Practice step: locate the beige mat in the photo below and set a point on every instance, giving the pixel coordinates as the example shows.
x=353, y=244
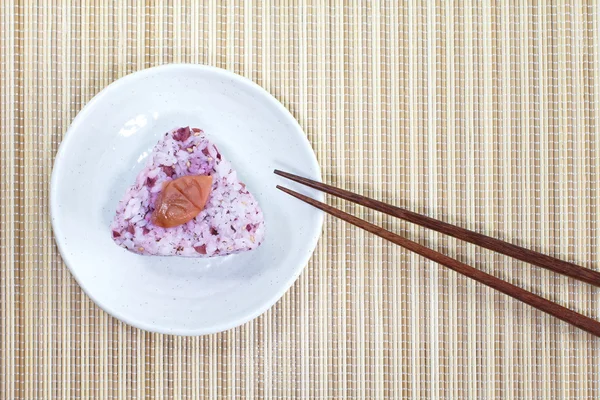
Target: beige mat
x=483, y=114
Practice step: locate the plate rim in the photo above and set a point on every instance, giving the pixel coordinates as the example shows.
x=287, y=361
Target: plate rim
x=56, y=229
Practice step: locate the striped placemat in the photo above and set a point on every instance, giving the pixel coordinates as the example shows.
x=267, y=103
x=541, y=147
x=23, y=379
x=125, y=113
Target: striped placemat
x=484, y=114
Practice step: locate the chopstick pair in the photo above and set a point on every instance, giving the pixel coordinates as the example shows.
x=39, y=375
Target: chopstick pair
x=566, y=268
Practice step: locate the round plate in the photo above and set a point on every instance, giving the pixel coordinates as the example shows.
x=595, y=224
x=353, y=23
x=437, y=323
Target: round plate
x=107, y=145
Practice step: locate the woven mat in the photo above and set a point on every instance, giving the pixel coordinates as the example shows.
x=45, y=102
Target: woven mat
x=484, y=115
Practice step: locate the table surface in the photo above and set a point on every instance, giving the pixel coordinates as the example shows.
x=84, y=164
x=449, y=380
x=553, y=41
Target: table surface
x=483, y=115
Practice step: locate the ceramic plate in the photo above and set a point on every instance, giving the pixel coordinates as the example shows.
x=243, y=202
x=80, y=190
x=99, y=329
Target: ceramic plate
x=107, y=145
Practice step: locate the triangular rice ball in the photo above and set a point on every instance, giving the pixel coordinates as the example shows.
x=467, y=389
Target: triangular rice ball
x=231, y=221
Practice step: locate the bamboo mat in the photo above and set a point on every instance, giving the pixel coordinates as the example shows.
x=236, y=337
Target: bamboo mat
x=482, y=114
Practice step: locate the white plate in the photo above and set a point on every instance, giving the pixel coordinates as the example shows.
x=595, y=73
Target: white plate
x=107, y=145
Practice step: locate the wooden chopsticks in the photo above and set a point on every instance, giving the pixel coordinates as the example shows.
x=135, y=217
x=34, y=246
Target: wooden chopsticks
x=581, y=321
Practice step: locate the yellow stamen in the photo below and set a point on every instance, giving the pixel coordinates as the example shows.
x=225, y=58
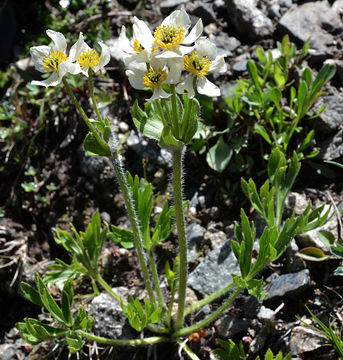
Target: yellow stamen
x=53, y=59
x=88, y=59
x=198, y=66
x=137, y=46
x=167, y=36
x=154, y=78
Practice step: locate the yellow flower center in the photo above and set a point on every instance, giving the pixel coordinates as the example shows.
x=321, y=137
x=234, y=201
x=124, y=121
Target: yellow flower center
x=88, y=59
x=154, y=78
x=198, y=66
x=167, y=36
x=137, y=46
x=53, y=59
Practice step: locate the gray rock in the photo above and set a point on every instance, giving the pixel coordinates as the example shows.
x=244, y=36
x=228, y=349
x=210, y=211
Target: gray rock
x=314, y=21
x=202, y=9
x=215, y=237
x=240, y=66
x=265, y=314
x=228, y=326
x=109, y=320
x=252, y=307
x=331, y=119
x=305, y=339
x=168, y=5
x=294, y=263
x=248, y=20
x=338, y=64
x=285, y=3
x=213, y=272
x=95, y=168
x=225, y=44
x=332, y=147
x=287, y=285
x=194, y=235
x=258, y=343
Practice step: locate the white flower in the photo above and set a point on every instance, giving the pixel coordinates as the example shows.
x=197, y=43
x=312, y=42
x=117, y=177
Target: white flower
x=87, y=57
x=142, y=45
x=203, y=60
x=172, y=34
x=152, y=77
x=54, y=60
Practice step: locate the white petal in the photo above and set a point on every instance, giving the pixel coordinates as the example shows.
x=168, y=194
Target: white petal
x=169, y=54
x=68, y=67
x=159, y=93
x=205, y=47
x=186, y=85
x=58, y=39
x=124, y=42
x=37, y=54
x=174, y=74
x=136, y=78
x=206, y=87
x=185, y=50
x=143, y=34
x=218, y=65
x=178, y=18
x=50, y=81
x=105, y=56
x=194, y=34
x=78, y=48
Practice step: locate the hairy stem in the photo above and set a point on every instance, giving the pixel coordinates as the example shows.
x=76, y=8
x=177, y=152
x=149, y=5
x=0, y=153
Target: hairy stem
x=203, y=323
x=180, y=225
x=116, y=342
x=104, y=284
x=187, y=350
x=95, y=106
x=208, y=299
x=160, y=110
x=99, y=139
x=156, y=280
x=174, y=111
x=137, y=234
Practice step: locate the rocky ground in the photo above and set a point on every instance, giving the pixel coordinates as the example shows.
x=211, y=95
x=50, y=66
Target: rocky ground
x=84, y=184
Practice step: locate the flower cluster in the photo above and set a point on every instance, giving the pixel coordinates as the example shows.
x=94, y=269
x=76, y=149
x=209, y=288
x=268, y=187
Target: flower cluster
x=56, y=61
x=160, y=58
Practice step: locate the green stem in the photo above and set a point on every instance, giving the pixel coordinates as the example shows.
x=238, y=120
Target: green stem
x=180, y=225
x=104, y=284
x=208, y=299
x=90, y=83
x=185, y=122
x=165, y=104
x=137, y=235
x=99, y=139
x=156, y=280
x=174, y=111
x=187, y=350
x=160, y=110
x=203, y=323
x=116, y=342
x=170, y=307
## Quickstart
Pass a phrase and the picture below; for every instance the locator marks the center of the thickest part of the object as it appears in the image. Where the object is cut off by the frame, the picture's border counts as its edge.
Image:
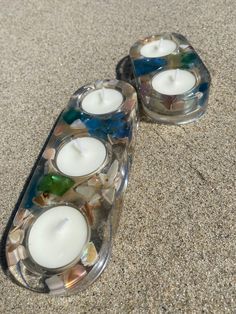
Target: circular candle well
(81, 156)
(173, 82)
(102, 101)
(58, 236)
(158, 48)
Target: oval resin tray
(61, 236)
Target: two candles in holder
(51, 239)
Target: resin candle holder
(172, 81)
(61, 236)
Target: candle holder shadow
(97, 196)
(181, 108)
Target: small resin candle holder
(61, 237)
(172, 81)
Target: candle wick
(61, 224)
(77, 146)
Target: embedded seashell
(85, 192)
(117, 182)
(103, 178)
(129, 104)
(78, 124)
(177, 105)
(74, 275)
(55, 284)
(199, 95)
(88, 209)
(112, 172)
(16, 236)
(23, 217)
(15, 253)
(49, 153)
(90, 255)
(94, 181)
(115, 141)
(183, 46)
(58, 130)
(44, 199)
(109, 195)
(95, 200)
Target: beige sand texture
(175, 248)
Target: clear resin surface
(173, 51)
(97, 198)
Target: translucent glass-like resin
(97, 196)
(170, 109)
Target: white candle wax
(58, 237)
(173, 82)
(81, 156)
(102, 101)
(158, 48)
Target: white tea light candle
(158, 48)
(102, 101)
(173, 82)
(81, 156)
(58, 237)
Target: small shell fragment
(85, 192)
(78, 124)
(90, 255)
(94, 181)
(112, 172)
(95, 200)
(74, 275)
(15, 253)
(109, 195)
(55, 284)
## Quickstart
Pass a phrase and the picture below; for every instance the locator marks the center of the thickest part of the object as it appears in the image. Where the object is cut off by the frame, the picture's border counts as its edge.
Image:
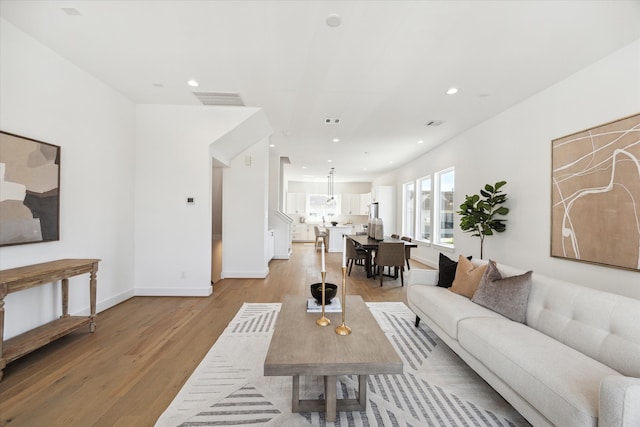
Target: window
(409, 209)
(425, 209)
(443, 207)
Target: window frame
(405, 216)
(418, 235)
(438, 200)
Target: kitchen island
(335, 236)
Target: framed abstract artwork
(595, 195)
(29, 190)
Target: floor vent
(220, 98)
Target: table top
(27, 276)
(300, 347)
(369, 243)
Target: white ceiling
(384, 71)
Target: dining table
(371, 245)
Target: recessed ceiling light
(334, 20)
(71, 11)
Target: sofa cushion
(467, 277)
(447, 270)
(446, 308)
(601, 325)
(562, 383)
(507, 296)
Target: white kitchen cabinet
(296, 203)
(350, 204)
(365, 202)
(302, 232)
(336, 244)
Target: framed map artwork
(29, 190)
(595, 195)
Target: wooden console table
(18, 279)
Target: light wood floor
(143, 351)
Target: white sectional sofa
(574, 362)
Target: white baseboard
(173, 292)
(245, 274)
(284, 255)
(105, 304)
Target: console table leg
(295, 394)
(3, 363)
(64, 288)
(362, 390)
(330, 395)
(93, 284)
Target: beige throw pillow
(507, 296)
(467, 277)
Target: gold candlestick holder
(344, 329)
(323, 321)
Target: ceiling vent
(220, 98)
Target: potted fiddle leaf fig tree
(478, 212)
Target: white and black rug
(437, 388)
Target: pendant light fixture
(331, 199)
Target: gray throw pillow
(507, 296)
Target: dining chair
(390, 255)
(321, 236)
(407, 250)
(356, 255)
—————
Exercise task:
Arrange the lines as a JSON list of strings, one string per line and no blank lines, starting at the first line and stopping after the line that has "x=484, y=114". Leave the picture out.

Solved problem:
[
  "Practice step: locate the beige mat in the photo below and set a point on every instance, giving the pixel coordinates as the example shows.",
  "x=353, y=244",
  "Target: beige mat",
  "x=483, y=114",
  "Practice step: locate the plate rim in the photo above and set a point on every instance, giving the pixel coordinates as the example shows.",
  "x=287, y=361",
  "Target: plate rim",
  "x=56, y=229",
  "Practice step: locate the striped placemat in the photo above and set a point on every instance, giving the pixel coordinates as the example shows.",
  "x=267, y=103",
  "x=541, y=147",
  "x=23, y=379",
  "x=125, y=113",
  "Target: striped placemat",
  "x=484, y=114"
]